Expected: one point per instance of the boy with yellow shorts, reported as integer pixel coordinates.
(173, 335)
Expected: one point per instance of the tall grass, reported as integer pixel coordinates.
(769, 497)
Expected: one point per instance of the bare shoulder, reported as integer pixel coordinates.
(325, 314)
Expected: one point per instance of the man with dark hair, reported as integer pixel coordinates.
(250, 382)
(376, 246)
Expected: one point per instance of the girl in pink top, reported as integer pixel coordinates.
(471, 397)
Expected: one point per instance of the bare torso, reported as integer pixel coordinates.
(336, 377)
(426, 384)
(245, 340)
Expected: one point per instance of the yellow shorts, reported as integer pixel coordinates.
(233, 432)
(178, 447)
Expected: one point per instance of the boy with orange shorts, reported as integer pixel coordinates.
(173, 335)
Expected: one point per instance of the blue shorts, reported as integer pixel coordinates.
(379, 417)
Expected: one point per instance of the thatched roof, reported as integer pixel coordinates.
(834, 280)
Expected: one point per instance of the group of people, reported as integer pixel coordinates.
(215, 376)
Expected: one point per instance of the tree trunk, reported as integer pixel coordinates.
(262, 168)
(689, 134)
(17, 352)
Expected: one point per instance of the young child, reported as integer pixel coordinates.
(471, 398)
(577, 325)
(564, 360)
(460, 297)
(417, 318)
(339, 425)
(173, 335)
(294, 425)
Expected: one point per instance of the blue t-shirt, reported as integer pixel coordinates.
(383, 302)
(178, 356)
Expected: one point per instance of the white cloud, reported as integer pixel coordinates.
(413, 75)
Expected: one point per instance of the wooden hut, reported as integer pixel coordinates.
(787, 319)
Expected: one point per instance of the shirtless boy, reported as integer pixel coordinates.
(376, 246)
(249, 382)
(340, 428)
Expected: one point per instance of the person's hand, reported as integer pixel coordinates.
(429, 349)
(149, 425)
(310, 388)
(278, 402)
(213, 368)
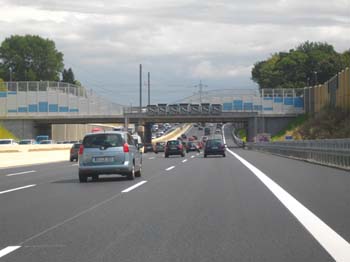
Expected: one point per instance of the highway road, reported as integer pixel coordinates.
(248, 206)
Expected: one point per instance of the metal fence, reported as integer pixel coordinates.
(330, 152)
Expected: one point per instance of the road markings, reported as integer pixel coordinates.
(21, 173)
(7, 250)
(134, 186)
(333, 243)
(15, 189)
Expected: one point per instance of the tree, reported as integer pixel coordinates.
(30, 58)
(68, 76)
(307, 64)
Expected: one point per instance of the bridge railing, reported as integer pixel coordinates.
(330, 152)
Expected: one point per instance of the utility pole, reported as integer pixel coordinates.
(200, 86)
(149, 88)
(140, 88)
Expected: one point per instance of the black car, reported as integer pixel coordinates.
(191, 146)
(174, 147)
(159, 147)
(214, 147)
(148, 147)
(74, 152)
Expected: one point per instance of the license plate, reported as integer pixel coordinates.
(103, 159)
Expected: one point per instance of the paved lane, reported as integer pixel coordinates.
(202, 209)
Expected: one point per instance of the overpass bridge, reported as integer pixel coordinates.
(33, 107)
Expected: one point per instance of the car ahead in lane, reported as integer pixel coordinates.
(8, 142)
(174, 147)
(27, 142)
(214, 147)
(148, 147)
(159, 147)
(74, 152)
(111, 152)
(191, 146)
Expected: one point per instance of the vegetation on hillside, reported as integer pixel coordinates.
(32, 58)
(309, 64)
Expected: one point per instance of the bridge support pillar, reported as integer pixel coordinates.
(148, 133)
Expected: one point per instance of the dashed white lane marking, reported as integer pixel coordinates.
(134, 186)
(333, 243)
(15, 189)
(7, 250)
(21, 173)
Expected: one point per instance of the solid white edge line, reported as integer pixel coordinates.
(7, 250)
(15, 189)
(21, 173)
(333, 243)
(134, 186)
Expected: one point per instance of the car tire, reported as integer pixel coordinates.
(82, 178)
(138, 173)
(131, 175)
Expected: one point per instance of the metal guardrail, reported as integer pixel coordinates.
(330, 152)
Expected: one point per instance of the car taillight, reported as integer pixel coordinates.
(126, 148)
(81, 149)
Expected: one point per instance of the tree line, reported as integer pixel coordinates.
(310, 63)
(32, 58)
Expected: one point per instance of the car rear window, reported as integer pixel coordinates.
(98, 140)
(214, 143)
(174, 142)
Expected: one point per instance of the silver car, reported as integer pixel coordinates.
(111, 152)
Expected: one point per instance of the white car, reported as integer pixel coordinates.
(7, 142)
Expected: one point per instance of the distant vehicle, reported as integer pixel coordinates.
(147, 147)
(214, 147)
(46, 142)
(159, 147)
(7, 142)
(74, 152)
(191, 146)
(174, 147)
(111, 152)
(38, 139)
(27, 142)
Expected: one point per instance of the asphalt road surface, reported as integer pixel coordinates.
(248, 206)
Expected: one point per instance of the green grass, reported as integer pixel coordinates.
(4, 133)
(292, 125)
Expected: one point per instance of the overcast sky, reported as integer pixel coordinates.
(179, 41)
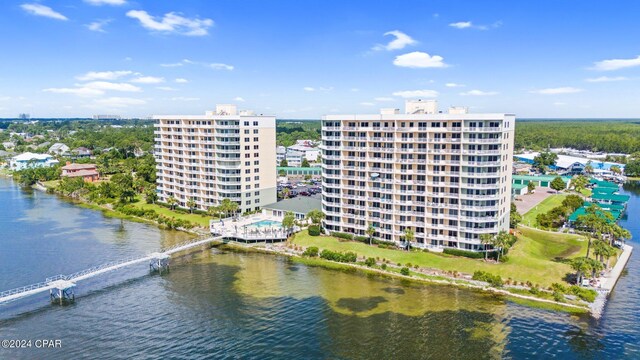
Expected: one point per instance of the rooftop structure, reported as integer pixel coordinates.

++++++++++

= ABOUT THIS EXERCISE =
What is needed is an exact copy of the records above, with no pictures in it.

= ANSWER SECTION =
Expected: one point per instance of the boy with yellow shorts, reported as integer pixel coordinates.
(173, 335)
Expected: one point per instance of the tall grass, reported as integer pixel coordinates.
(769, 497)
Expected: one point per instance of the bare shoulder, reported as integer pixel coordinates.
(325, 314)
Expected: one point per instance of the man with dark hair, reported as integer pixel coordinates.
(250, 382)
(376, 246)
Expected: one point per instance of the girl in pink top, reported as integer pixel coordinates.
(471, 397)
Expected: one point per instance of the bare torso, reported as integer pixel coordinates.
(336, 377)
(426, 384)
(245, 340)
Expected: one point per instance of the yellow shorts, reported as integer pixel coordinates.
(233, 432)
(178, 447)
Expected: one point per instance of the boy with orange shorts, reported as integer pixel coordinates.
(173, 335)
Expected: one point per instance of the blue shorts, reported as integer pixel coordinates.
(379, 417)
Expected: one point per instance of the thatched roof, reported as integer pixel coordinates.
(834, 280)
Expected: one point per instance of the group of people, reported as integer pixel coordinates.
(215, 376)
Expected: one point per instance of the tree trunk, reported as integer pixel coordinates.
(262, 168)
(689, 134)
(17, 352)
Expected: one point per instance of the young child, reported as integer pixel coordinates.
(471, 398)
(577, 325)
(564, 360)
(460, 297)
(417, 318)
(339, 425)
(173, 335)
(294, 425)
Expected: one point per instance of the blue t-shirt, reported as integer pixel coordinates.
(383, 302)
(178, 356)
Expected: one point per instance of the white cloud, reported as integer pixel coordinates.
(413, 75)
Expected: one point per instance of the wooden hut, reported as integer pixel coordinates.
(787, 319)
Expected: one point per instance of the shirtless boy, reported as integer pixel coordinates.
(376, 246)
(249, 382)
(340, 428)
Expected: one point per instance of the person's hand, reported as integer pixel coordinates.
(429, 349)
(149, 425)
(310, 388)
(278, 402)
(213, 368)
Expected: one point per instance of the highway road, reported as integer pixel coordinates.
(248, 206)
Expected: one point per instance of the metal fence, reported as integer pixel coordinates.
(330, 152)
Expected: one point per instance of the road markings, reported as integer pixel coordinates.
(21, 173)
(7, 250)
(134, 186)
(333, 243)
(15, 189)
Expected: one point per instance of the tree, reported as integer pixel coordinates.
(30, 58)
(68, 76)
(307, 64)
Expected: one point per instance of the bridge railing, reported as integer pixel coordinates.
(330, 152)
Expected: one point per instance of the utility pole, reported as integer pixel coordinates.
(200, 86)
(149, 88)
(140, 88)
Expected: one point per instance of the black car, reported as integer pixel coordinates.
(191, 146)
(174, 147)
(159, 147)
(214, 147)
(148, 147)
(74, 152)
Expected: one point per instance of the license plate, reported as integer pixel coordinates.
(103, 159)
Expected: one point per instance of the paved lane, reported as integer pixel coordinates.
(202, 209)
Expected: one point per instance of the overpass bridge, reported as integer pixel coordinates.
(33, 107)
Expected: one point per instance of the car ahead in lane, reported as integer pixel coordinates.
(8, 142)
(174, 147)
(27, 142)
(214, 147)
(148, 147)
(159, 147)
(74, 152)
(111, 152)
(191, 146)
Expected: one point per instance of the vegetation on hillside, reported as integer pixel coordinates.
(32, 58)
(309, 64)
Expected: one point per instance of the bridge support pillar, reported as integer pixel coordinates.
(148, 133)
Expected: one point per instance of the dashed white lane marking, reported as integer pixel coordinates.
(134, 186)
(333, 243)
(15, 189)
(7, 250)
(21, 173)
Expected: one point per instance of the solid white edge line, reported as integer pixel coordinates.
(7, 250)
(15, 189)
(21, 173)
(333, 243)
(134, 186)
Expected: one point per instance of the car tire, reported as integer pixel coordinates.
(82, 178)
(138, 173)
(131, 175)
Expected: one point per instance of the metal guardrail, reported as integer pixel coordinates.
(330, 152)
Expected: one point per instance of the car taillight, reported as integer pixel coordinates.
(126, 148)
(81, 149)
Expected: one point per instance of the tree line, reported as integer pixel coordinates.
(310, 63)
(32, 58)
Expected: one point per instance of the car rear window, reported as integer pixel coordinates.
(98, 140)
(214, 143)
(174, 142)
Expected: one point per instance of the silver car, reported as integer pixel coordinates.
(111, 152)
Expected: one point per instance of the white car, reported as integer pixel coordinates.
(7, 142)
Expected: one point per instance of the distant vehicle, reported as integer pixel coordinates.
(147, 147)
(214, 147)
(46, 142)
(159, 147)
(7, 142)
(74, 152)
(191, 146)
(174, 147)
(111, 152)
(38, 139)
(27, 142)
Expected: one point per instance of the asphalt road surface, reported as integer pixel coordinates.
(248, 206)
Expected: one point per instance of the green grass, reported as integer pixel coordinates.
(4, 133)
(292, 125)
Expected: one point per instance of the overcast sky, reported as integer pixel coordinates.
(179, 41)
Expected: one point per instance of the rooftop structure, reported as integer pixel coordinates.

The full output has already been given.